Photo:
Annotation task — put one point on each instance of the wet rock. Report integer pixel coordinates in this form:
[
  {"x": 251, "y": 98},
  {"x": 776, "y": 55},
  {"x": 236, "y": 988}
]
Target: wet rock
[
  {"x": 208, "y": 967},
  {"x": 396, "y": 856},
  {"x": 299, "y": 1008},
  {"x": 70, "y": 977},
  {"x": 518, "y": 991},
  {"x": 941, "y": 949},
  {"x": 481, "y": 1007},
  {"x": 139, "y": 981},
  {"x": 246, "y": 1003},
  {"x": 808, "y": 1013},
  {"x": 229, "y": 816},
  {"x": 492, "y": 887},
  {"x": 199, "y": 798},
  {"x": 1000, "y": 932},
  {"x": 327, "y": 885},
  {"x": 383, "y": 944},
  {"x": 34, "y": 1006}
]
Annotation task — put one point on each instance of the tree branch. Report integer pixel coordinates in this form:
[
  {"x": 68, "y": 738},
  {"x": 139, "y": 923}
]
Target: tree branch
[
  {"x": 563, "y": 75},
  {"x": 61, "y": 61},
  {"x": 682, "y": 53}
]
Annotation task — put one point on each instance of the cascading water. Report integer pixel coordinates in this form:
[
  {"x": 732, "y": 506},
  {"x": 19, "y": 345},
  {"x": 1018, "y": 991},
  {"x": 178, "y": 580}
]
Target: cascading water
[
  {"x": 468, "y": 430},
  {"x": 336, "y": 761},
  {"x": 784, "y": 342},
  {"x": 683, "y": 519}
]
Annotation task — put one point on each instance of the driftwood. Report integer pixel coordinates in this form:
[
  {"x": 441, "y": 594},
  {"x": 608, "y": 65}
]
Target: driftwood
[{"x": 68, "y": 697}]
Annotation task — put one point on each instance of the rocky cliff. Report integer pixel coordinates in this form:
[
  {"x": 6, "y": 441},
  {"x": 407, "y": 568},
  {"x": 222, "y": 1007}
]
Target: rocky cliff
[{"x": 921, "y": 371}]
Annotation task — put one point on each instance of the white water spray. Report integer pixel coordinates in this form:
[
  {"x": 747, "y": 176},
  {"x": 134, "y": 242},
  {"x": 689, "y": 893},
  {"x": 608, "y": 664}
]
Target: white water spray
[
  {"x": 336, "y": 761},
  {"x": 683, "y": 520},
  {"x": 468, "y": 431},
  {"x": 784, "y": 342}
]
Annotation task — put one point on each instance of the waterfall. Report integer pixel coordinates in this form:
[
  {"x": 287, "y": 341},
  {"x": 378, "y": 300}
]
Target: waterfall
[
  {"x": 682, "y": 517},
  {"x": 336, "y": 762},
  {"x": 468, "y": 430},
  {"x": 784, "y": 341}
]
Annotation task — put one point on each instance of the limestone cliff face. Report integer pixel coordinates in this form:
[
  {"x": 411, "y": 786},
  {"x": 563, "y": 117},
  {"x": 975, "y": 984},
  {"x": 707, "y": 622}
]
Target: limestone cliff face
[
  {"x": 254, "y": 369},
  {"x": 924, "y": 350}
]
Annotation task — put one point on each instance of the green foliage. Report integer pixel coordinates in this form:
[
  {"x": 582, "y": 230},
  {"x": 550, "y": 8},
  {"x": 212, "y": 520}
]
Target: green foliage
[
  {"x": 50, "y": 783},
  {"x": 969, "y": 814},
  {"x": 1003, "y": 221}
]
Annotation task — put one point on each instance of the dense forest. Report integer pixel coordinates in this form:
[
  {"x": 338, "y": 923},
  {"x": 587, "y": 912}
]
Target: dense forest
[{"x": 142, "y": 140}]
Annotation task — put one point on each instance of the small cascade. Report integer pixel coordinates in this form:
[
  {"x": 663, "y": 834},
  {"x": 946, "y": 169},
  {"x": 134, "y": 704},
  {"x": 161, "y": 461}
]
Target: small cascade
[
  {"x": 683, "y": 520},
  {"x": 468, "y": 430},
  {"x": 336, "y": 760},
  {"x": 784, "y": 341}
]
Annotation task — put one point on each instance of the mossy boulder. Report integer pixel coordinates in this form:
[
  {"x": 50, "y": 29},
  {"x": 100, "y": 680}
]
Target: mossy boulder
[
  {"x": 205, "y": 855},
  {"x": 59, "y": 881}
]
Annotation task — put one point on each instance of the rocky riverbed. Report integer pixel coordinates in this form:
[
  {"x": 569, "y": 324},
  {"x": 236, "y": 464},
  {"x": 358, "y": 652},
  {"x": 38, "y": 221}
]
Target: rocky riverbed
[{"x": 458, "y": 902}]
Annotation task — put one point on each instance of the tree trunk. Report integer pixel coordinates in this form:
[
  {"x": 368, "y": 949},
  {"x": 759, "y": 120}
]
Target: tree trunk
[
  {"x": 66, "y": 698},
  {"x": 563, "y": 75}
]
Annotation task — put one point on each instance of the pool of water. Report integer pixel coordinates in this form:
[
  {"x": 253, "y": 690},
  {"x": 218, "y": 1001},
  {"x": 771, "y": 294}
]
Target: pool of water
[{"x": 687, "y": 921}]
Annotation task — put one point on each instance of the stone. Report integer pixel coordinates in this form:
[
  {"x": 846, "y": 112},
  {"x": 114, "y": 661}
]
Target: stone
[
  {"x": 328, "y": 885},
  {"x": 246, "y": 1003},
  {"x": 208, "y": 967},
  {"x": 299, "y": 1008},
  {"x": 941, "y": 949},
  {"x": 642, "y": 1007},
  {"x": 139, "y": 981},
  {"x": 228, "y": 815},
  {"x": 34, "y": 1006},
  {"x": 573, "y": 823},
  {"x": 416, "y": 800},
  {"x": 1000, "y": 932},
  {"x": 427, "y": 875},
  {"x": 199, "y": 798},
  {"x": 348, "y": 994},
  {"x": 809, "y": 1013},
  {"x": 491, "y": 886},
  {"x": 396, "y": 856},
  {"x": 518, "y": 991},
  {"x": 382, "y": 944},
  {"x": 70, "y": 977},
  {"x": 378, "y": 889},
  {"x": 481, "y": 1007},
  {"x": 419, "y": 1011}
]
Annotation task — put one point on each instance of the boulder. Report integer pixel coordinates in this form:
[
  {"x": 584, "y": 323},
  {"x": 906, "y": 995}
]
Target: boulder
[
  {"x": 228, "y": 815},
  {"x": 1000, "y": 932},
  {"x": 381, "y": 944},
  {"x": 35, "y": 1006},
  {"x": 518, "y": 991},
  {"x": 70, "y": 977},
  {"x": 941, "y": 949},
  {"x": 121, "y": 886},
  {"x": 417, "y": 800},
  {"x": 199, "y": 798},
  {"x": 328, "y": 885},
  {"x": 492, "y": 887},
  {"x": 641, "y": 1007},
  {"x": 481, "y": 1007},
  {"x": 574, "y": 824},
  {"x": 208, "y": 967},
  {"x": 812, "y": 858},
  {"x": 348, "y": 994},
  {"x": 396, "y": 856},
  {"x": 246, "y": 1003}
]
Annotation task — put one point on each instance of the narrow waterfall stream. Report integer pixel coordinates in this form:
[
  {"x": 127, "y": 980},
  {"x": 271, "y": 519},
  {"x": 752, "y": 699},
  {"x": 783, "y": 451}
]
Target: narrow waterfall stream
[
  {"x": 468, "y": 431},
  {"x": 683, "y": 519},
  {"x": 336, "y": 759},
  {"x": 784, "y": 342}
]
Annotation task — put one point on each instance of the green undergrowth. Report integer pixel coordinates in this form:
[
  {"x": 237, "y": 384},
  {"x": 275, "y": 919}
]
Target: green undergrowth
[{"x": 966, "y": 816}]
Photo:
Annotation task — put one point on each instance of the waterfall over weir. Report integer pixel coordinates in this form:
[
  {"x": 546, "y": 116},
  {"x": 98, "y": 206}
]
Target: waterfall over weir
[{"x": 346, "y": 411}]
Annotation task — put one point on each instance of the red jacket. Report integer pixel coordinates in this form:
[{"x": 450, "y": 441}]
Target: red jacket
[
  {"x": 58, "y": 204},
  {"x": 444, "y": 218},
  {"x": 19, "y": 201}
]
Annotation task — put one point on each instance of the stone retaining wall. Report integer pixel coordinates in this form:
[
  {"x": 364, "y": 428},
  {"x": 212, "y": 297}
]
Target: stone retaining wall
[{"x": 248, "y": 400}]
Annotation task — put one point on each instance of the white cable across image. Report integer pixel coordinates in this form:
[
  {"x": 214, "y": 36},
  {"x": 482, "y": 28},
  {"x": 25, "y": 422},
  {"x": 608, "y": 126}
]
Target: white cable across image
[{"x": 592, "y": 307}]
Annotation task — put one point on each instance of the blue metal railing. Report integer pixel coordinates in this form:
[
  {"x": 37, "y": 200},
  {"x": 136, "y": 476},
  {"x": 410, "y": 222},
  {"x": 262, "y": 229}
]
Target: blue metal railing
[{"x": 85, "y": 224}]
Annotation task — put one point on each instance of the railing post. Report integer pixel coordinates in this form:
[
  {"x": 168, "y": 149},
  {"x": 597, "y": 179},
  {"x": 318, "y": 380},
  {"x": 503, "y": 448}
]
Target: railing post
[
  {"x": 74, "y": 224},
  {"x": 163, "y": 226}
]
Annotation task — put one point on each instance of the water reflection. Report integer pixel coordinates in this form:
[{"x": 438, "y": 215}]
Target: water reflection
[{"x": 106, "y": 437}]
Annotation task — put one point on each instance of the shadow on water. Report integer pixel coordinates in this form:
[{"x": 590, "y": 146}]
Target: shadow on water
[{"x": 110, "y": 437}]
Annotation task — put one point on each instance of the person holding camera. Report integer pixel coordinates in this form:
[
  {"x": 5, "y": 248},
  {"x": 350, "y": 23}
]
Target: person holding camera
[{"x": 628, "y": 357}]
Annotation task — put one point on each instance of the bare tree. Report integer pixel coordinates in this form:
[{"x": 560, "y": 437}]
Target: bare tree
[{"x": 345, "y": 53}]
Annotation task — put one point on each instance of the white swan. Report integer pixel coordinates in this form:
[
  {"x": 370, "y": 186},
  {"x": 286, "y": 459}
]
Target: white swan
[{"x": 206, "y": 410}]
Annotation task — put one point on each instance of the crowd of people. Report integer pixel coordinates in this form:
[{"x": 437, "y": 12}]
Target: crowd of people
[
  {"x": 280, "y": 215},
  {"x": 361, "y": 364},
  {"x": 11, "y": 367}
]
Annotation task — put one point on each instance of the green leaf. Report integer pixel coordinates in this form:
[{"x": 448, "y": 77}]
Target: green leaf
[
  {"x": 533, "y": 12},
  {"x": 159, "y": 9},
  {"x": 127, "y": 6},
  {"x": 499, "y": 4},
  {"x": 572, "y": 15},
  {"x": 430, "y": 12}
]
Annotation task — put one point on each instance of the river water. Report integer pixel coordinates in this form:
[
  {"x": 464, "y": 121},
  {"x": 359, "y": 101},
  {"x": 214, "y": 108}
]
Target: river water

○ ○ ○ ○ ○

• **Exercise description**
Every line from the one containing "of the shadow" through the end of the data must be repeated exactly, and no other line.

• **Response below**
Annotation task — put one point on each instance of the shadow on water. Report integer pixel coordinates in this form:
[{"x": 590, "y": 146}]
Target: shadow on water
[{"x": 110, "y": 437}]
Annotation task — put one point on each instance of the person holding camera. Report integer pixel coordinates in this form:
[
  {"x": 5, "y": 248},
  {"x": 350, "y": 23}
]
Target: person holding camera
[{"x": 628, "y": 357}]
Annotation task — put one point on each instance of the bare tree. Report integer pixel coordinates in this form:
[{"x": 560, "y": 437}]
Target: bare tree
[{"x": 345, "y": 53}]
Annotation task — put one point on each instance of the white swan. Report integer pixel coordinates in this form:
[
  {"x": 370, "y": 186},
  {"x": 286, "y": 459}
]
Target: white swan
[{"x": 206, "y": 410}]
Annotation task — put one point on each instance of the crowd of people. Report integer pixel coordinates in this form:
[{"x": 437, "y": 12}]
Target: crowd of people
[
  {"x": 280, "y": 215},
  {"x": 361, "y": 364},
  {"x": 11, "y": 367}
]
Annotation task — put one point on each instance of the green leaf. Report integer pixel coordinates in this form:
[{"x": 448, "y": 77}]
Target: green leaf
[
  {"x": 533, "y": 12},
  {"x": 159, "y": 9},
  {"x": 127, "y": 6},
  {"x": 499, "y": 4},
  {"x": 572, "y": 15},
  {"x": 430, "y": 12}
]
Annotation task — put one point on each instance of the river water. Report integer pixel coordinates in this form:
[
  {"x": 464, "y": 121},
  {"x": 359, "y": 101},
  {"x": 214, "y": 108}
]
Target: river water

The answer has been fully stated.